----- Exercise material
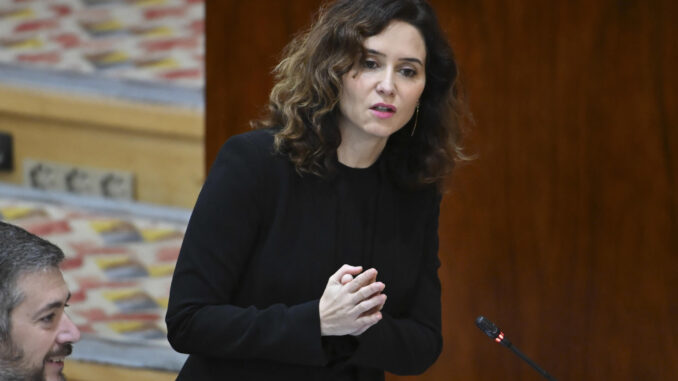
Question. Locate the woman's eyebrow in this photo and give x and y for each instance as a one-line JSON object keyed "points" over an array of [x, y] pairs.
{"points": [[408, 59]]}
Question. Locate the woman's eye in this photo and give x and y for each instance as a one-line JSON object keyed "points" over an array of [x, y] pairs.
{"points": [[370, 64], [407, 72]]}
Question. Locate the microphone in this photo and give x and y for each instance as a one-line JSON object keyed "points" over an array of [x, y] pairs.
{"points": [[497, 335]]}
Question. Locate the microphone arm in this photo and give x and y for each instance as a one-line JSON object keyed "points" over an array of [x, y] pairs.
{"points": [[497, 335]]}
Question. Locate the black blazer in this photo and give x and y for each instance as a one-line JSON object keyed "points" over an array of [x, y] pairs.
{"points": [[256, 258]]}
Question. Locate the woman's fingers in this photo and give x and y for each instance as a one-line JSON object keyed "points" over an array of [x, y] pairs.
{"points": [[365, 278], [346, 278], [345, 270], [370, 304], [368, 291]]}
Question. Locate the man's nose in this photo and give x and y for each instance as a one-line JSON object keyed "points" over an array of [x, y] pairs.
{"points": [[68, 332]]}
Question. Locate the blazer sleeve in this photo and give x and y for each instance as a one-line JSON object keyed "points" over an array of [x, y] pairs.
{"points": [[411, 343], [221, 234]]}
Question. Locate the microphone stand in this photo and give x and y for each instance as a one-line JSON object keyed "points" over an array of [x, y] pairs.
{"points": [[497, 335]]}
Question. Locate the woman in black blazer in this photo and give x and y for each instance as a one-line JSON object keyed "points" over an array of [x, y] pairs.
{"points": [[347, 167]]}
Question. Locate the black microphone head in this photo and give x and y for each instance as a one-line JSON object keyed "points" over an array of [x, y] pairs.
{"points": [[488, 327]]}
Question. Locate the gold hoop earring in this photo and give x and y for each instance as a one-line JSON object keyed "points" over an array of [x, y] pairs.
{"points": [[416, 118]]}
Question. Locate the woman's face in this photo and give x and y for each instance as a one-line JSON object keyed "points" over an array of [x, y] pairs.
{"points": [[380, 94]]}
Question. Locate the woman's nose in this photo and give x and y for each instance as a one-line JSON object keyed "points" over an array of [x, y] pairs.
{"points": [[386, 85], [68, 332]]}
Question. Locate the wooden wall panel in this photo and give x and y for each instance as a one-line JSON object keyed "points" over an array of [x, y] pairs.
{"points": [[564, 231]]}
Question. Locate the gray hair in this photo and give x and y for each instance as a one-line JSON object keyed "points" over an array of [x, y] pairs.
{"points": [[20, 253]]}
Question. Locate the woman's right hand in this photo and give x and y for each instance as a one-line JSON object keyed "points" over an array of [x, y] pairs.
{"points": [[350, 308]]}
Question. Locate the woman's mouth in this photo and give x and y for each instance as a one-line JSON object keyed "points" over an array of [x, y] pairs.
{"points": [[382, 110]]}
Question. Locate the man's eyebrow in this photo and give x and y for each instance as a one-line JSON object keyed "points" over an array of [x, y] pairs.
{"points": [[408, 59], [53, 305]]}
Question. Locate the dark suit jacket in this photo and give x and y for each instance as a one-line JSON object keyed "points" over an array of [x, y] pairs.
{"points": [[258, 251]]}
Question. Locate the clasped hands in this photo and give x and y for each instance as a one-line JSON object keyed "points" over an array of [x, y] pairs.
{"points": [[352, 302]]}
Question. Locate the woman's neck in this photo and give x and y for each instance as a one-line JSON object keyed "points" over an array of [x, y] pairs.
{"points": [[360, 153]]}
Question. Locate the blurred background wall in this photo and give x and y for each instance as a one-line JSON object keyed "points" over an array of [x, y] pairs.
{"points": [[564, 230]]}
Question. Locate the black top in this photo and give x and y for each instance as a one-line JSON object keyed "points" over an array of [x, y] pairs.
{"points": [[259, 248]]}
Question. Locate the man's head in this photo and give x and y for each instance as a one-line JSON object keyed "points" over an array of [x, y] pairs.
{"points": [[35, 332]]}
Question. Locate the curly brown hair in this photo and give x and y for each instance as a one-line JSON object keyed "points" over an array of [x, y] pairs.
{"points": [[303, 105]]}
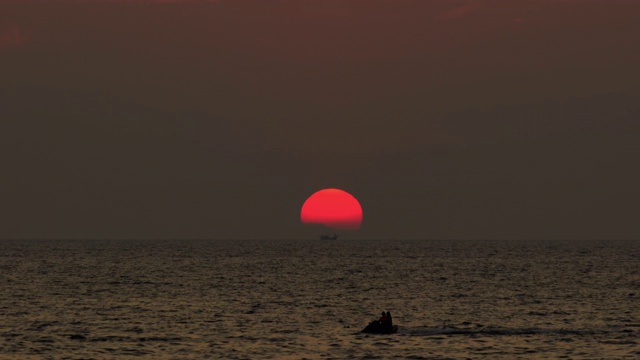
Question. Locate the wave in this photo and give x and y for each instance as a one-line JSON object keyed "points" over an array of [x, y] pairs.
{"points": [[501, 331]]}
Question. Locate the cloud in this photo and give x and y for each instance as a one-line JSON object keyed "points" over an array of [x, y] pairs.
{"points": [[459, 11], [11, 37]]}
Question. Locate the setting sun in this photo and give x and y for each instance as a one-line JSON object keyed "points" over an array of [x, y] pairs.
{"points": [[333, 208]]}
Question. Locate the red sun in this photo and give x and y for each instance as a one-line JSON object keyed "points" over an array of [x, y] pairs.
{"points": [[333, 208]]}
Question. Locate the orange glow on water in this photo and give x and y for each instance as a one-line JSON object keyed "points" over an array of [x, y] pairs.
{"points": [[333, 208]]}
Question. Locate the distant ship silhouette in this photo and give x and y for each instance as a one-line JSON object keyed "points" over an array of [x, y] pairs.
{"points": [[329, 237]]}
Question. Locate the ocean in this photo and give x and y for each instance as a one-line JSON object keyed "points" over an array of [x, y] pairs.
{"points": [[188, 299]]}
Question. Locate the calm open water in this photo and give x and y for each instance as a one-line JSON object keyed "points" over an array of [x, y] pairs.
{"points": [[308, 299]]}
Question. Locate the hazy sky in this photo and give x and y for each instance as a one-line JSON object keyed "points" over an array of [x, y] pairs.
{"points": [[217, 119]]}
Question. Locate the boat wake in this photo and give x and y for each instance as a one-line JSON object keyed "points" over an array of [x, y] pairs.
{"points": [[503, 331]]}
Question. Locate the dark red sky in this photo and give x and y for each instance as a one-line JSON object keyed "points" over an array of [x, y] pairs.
----------
* _Exercise directions_
Except for the pictures, print the data above exactly.

* _Solution for this task_
Question. Locate the woman's eyebrow in this photo and give x and y for each instance as a one-line JSON object keyed "points" over an array of [x, y] pairs.
{"points": [[408, 59]]}
Question. Locate the woman's eye in this photo and give x and y for each instance as a one-line JSON object keyed "points" over an array of [x, y] pairs.
{"points": [[370, 64], [407, 72]]}
Question. Locate the microphone in this photo and give x and y for each instance as a one-line JSON object keyed "points" over an array of [x, y] pairs.
{"points": [[497, 335]]}
Question. Locate the microphone arm in this photo and give x and y for each instance as a one-line JSON object keyed "points" over an array of [x, y] pairs.
{"points": [[497, 335]]}
Question. Locate the black blazer in this photo and give x and y for each instance as a one-line JSON object keyed "points" over an array of [x, y] pairs.
{"points": [[256, 258]]}
Question. Locate the woman's fingers in this photo and give x and y for each instance as a one-line JSON object keyed "points" over an array of [x, y] pairs.
{"points": [[365, 278], [346, 278], [345, 270], [370, 304], [368, 291]]}
Question. Locate the man's nose in this photo and give x and y for each instance as a one-line JSON object keyed "points" over an array of [x, y] pairs.
{"points": [[68, 332]]}
Question. Locate the blazer sleeve in this photo and give x and y for each instance as a one-line JSON object keyed "points" over an array of [x, y] pairs.
{"points": [[411, 343], [221, 234]]}
Question. Locate the microphone stand in this photo and give x and y for each instance as a one-line JSON object keyed "points" over an array of [x, y] pairs.
{"points": [[497, 335]]}
Question. Locate the woman in black blazer in this photo and give x and y for each instance as a one-line JSON object keyed "points" over an array of [x, y] pairs.
{"points": [[347, 167]]}
Question. Locate the black microphone head in this photo and give x and y for each instance as a one-line JSON object keyed "points" over an array of [x, y] pairs.
{"points": [[488, 327]]}
Question. Locate the gold hoop earring in this photo and give x and y for each instance as a one-line JSON object keyed "points" over an array of [x, y] pairs.
{"points": [[416, 118]]}
Question. Locate the woman's face in this photo and give x and y for each instance as a one-line JSON object keyed "points" over an array of [x, y] pairs.
{"points": [[380, 94]]}
Question. Locate the woman's nose in this photo and give x and y for each instance as a one-line JSON object keyed "points" over an array of [x, y] pairs.
{"points": [[386, 85], [68, 332]]}
Question. Locate the wooden wall panel in this photo and give x and y for each instance as a one-line JSON object keyed "points" over an array of [x, y] pairs.
{"points": [[564, 231]]}
Question. Locate the gray hair in this photo and give x and y for each instance as a one-line JSON object keyed "points" over an array of [x, y] pairs.
{"points": [[20, 253]]}
Question. Locate the woman's right hand in this photo and give x and y for each instance as a one-line JSON object keyed "points" over an array of [x, y] pairs.
{"points": [[350, 308]]}
Question. Locate the woman's mouth in this photo and give x and y for each instance as a one-line JSON object keyed "points" over an array of [x, y] pairs.
{"points": [[382, 110]]}
Question. Locate the man's eyebrow in this photo and give x and y for each instance as a one-line JSON object keyed "points" over an array of [x, y] pairs.
{"points": [[408, 59], [53, 305]]}
Question. Locate the dark suit jacket in this photo and give x and y for each instance as a one-line JSON object keyed "points" over an array of [x, y] pairs.
{"points": [[258, 251]]}
Question. Locate the clasped hands in this photo and give x and y for each instance as a one-line JSON object keyed "points" over an array of [x, y] pairs.
{"points": [[352, 302]]}
Question. Locate the woman's neck in this photo and give x and y for each instance as a one-line JSON object keyed "points" over an array of [x, y] pairs.
{"points": [[360, 153]]}
Question. Locate the blurred background wall in this photo and give x and y for each instance as a one-line JSON object keyed "points" over an array of [x, y] pairs.
{"points": [[564, 230]]}
Question. Locate the black top in this photo and give x and y for each instance as a one-line JSON object keyed "points" over an array of [x, y] pairs.
{"points": [[259, 248]]}
Question. Locate the man's head in this photo and give x and y for each instance as a one-line JSON object keyed "points" over an array of [x, y] pairs.
{"points": [[35, 332]]}
Question. Locate the curly brown hair in this photo and give x and y for each instance as a one-line JSON object keyed "points" over an array of [x, y] pairs.
{"points": [[303, 105]]}
Question. Locate the wave in this photo and give x and y for each instance as a one-line JSON object keyed "points" over an array of [x, y] pairs.
{"points": [[501, 331]]}
Question. Locate the cloud in this photo and give x and y for each instance as a one-line JSON object keyed "points" over an array of [x, y] pairs.
{"points": [[459, 11], [11, 37]]}
Question. Locate the setting sun in this photo and give x and y for each instance as a one-line JSON object keyed "points" over an array of [x, y] pairs.
{"points": [[333, 208]]}
Question. Locate the red sun in this photo and give x and y for each instance as a one-line JSON object keyed "points" over an array of [x, y] pairs.
{"points": [[333, 208]]}
Question. Locate the orange glow on water in this photo and give x and y for each instance as a one-line JSON object keyed "points" over an array of [x, y] pairs.
{"points": [[333, 208]]}
Question. Locate the distant ship silhouette in this photo and give x and y for each instance as a one-line JSON object keyed "points" over an array of [x, y] pairs.
{"points": [[329, 237]]}
Question. Locate the ocean in this photo and give x and y for each instance as a one-line JSON object keyed "points" over an array of [x, y] pairs.
{"points": [[188, 299]]}
Question. Locate the calm open water in this photo and give x and y for each instance as a one-line JSON object keyed "points" over an array of [x, y] pairs.
{"points": [[308, 299]]}
Question. Locate the hazy sky in this photo and give x and y for each instance as a one-line JSON object keyed "points" over an array of [x, y] pairs.
{"points": [[217, 119]]}
Question. Locate the boat wake in this photo and give x and y for each instance as a one-line JSON object keyed "points" over an array of [x, y] pairs.
{"points": [[503, 331]]}
Question. Locate the dark red sky in this photo and give x and y for each instance as a one-line JSON object keyed "points" over an array of [x, y] pairs.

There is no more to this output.